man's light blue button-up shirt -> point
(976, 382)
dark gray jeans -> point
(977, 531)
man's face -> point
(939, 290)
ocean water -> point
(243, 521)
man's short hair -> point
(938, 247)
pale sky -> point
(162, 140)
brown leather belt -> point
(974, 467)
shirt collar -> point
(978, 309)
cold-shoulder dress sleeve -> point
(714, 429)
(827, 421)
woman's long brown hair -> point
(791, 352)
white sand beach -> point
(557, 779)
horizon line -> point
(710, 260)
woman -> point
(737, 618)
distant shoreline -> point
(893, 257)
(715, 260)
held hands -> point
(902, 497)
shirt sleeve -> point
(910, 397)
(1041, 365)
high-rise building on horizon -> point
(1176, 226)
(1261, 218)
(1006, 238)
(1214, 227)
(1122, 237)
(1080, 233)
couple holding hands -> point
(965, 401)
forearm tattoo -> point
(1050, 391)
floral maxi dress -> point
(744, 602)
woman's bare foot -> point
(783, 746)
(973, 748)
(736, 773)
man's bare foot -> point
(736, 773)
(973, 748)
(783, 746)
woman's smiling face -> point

━━━━

• **Task brief**
Exact copies of all the records are required.

• **Exercise solution**
man's light blue button-up shirt -> point
(976, 382)
dark gray jeans -> point
(977, 531)
man's face -> point
(939, 290)
ocean water -> point
(243, 521)
man's short hair -> point
(938, 247)
pale sky -> point
(162, 140)
brown leather belt -> point
(974, 467)
shirt collar -> point
(978, 309)
cold-shoulder dress sleeve -> point
(714, 429)
(827, 421)
woman's long brown hair -> point
(791, 352)
white sand beach -> point
(557, 779)
horizon line -> point
(710, 260)
woman -> point
(737, 618)
distant shoreline -> point
(893, 257)
(715, 260)
held hands -> point
(902, 497)
shirt sleeve -> point
(910, 397)
(1041, 365)
high-rise building on horizon -> point
(1176, 226)
(1261, 218)
(1006, 238)
(1214, 227)
(1122, 237)
(1080, 233)
couple holding hands -> point
(965, 401)
forearm tattoo -> point
(1050, 391)
floral maxi dress -> point
(744, 602)
woman's bare foot -> point
(783, 746)
(973, 748)
(736, 773)
man's bare foot -> point
(736, 773)
(973, 748)
(783, 746)
woman's smiling face -> point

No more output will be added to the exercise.